-------- EXERCISE PASSAGE --------

Vera Duss
Vera Duss, better known in her adult work as Mother Benedict Duss, O.S.B., was an American-born French medical doctor and Roman Catholic nun, founder and head of the Abbey of Regina Laudis in Bethlehem, Connecticut from 1947 until 1995.
Early life
Vera Duss was born in Pittsburgh, Pennsylvania, the daughter of John Duss Jr. and Elizabeth Vignier Duss. Her paternal grandparents, John Duss and Susanna Creese Duss, were members of the Harmony Society, an experimental religious community in western Pennsylvania. She was raised by her mother and maternal grandmother in France. She trained as a surgeon, earning her medical degree from the Sorbonne in 1936.Religious life
Duss became "Sister Benedict" when she entered a French Benedictine abbey, Notre Dame de Jouarre, in 1936, the day after finishing her medical training. She worked as a doctor and teacher in Jouarre, and went into hiding for part of the town's Nazi occupation during World War II. She was present when the town and abbey were liberated by American troops in 1944.Duss and Mother Mary Aline Trilles de Warren moved to the United States in 1946, and founded the Regina Laudis monastic community in 1947, near the farm of artists Lauren Ford and Frances W. Delehanty in Bethlehem, Connecticut. The community's founding inspired the movie Come to the Stable, starring Loretta Young and Celeste Holm. Mother Benedict became an abbess in 1975 when the community became an abbey. "The secret to keeping this place going was to do the next thing that had to be done – without wasting time on worrying," she told her biographer. "If you do something concrete, that opens the possibilities."

--------

• ASSIGNMENT:
Retype the entire Vera Duss passage word for word. Rely only on the Vera Duss passage for what comes next.

-------- INPUT DATA --------

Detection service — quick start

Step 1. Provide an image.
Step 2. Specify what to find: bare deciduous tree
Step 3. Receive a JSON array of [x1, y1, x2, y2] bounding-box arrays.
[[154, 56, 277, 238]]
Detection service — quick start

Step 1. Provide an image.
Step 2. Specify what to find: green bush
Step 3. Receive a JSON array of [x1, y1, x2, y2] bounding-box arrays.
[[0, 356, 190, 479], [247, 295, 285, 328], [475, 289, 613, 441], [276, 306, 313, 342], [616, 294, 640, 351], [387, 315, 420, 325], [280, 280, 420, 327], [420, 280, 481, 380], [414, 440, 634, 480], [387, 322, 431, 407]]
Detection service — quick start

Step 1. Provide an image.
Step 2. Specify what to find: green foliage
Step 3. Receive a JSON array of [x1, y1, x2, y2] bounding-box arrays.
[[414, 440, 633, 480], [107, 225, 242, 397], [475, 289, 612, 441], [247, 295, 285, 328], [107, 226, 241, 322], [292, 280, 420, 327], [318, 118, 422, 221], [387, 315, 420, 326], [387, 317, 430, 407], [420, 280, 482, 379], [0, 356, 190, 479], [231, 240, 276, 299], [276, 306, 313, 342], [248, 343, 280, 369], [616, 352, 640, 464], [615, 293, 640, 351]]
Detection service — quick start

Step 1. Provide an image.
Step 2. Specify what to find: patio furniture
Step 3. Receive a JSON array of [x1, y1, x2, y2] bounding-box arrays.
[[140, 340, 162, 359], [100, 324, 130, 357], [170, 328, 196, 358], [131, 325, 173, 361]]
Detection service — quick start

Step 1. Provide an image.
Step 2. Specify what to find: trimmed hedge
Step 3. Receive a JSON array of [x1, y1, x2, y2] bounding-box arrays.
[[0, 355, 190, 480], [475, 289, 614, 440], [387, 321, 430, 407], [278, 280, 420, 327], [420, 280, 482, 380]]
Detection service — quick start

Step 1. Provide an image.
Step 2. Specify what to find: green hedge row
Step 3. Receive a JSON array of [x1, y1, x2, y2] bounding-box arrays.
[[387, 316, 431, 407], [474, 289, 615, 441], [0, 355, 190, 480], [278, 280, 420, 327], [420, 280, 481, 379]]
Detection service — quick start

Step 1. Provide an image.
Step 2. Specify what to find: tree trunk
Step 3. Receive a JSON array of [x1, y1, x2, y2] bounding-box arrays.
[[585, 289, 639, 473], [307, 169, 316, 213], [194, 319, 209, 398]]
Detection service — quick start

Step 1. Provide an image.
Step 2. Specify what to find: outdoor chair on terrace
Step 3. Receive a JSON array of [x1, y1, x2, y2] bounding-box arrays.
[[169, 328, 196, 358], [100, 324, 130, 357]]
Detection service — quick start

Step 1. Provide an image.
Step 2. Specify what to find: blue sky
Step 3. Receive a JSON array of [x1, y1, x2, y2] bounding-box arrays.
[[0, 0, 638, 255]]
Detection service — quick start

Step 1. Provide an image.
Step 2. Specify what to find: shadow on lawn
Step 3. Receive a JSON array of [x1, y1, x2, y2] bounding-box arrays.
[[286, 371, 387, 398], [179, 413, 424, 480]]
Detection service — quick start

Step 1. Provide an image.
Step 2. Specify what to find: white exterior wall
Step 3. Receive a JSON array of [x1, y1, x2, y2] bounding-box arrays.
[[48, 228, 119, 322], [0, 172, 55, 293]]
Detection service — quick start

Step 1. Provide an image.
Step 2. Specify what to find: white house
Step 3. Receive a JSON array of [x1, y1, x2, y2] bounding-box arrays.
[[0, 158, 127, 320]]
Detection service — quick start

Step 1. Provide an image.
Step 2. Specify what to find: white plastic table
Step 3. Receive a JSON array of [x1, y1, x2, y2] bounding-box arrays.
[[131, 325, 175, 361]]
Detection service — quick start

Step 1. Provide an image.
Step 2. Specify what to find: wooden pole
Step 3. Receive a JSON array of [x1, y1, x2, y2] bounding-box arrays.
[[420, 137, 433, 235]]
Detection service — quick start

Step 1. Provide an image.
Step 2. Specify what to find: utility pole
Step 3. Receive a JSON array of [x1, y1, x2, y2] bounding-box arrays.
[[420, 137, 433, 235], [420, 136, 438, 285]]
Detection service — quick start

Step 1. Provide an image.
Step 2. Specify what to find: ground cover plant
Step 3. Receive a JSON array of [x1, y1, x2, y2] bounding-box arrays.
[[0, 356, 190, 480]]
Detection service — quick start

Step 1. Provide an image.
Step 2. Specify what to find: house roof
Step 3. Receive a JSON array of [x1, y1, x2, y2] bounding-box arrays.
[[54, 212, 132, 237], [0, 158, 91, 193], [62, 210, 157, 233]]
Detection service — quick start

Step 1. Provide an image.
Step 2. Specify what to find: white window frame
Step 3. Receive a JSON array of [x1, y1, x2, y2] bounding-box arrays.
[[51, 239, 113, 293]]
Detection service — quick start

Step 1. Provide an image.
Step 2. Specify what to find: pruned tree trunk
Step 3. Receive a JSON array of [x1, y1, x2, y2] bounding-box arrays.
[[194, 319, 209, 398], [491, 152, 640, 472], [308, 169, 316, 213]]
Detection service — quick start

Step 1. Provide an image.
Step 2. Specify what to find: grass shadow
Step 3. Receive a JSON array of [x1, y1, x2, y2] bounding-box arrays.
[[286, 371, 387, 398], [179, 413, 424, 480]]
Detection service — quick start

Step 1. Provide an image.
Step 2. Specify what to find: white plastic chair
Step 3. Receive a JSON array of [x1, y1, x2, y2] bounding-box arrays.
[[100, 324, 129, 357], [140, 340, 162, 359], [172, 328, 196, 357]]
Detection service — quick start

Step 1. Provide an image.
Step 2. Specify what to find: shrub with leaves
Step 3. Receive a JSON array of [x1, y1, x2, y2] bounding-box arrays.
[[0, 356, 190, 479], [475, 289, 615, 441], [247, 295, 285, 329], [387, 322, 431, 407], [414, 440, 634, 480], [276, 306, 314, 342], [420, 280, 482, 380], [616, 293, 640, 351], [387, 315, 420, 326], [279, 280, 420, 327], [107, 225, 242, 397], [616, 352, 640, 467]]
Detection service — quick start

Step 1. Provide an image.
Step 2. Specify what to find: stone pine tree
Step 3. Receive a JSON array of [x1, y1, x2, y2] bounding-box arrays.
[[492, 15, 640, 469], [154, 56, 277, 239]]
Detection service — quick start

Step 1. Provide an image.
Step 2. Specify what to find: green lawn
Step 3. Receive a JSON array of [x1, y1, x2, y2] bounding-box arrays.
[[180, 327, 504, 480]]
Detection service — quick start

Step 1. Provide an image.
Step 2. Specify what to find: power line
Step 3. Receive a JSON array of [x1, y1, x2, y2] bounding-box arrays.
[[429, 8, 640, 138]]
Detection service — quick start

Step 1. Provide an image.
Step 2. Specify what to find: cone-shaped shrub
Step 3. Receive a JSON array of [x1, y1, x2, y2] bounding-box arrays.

--------

• TASK RESPONSE:
Vera Duss
Vera Duss, better known in her adult work as Mother Benedict Duss, O.S.B., was an American-born French medical doctor and Roman Catholic nun, founder and head of the Abbey of Regina Laudis in Bethlehem, Connecticut from 1947 until 1995.
Early life
Vera Duss was born in Pittsburgh, Pennsylvania, the daughter of John Duss Jr. and Elizabeth Vignier Duss. Her paternal grandparents, John Duss and Susanna Creese Duss, were members of the Harmony Society, an experimental religious community in western Pennsylvania. She was raised by her mother and maternal grandmother in France. She trained as a surgeon, earning her medical degree from the Sorbonne in 1936.Religious life
Duss became "Sister Benedict" when she entered a French Benedictine abbey, Notre Dame de Jouarre, in 1936, the day after finishing her medical training. She worked as a doctor and teacher in Jouarre, and went into hiding for part of the town's Nazi occupation during World War II. She was present when the town and abbey were liberated by American troops in 1944.Duss and Mother Mary Aline Trilles de Warren moved to the United States in 1946, and founded the Regina Laudis monastic community in 1947, near the farm of artists Lauren Ford and Frances W. Delehanty in Bethlehem, Connecticut. The community's founding inspired the movie Come to the Stable, starring Loretta Young and Celeste Holm. Mother Benedict became an abbess in 1975 when the community became an abbey. "The secret to keeping this place going was to do the next thing that had to be done – without wasting time on worrying," she told her biographer. "If you do something concrete, that opens the possibilities."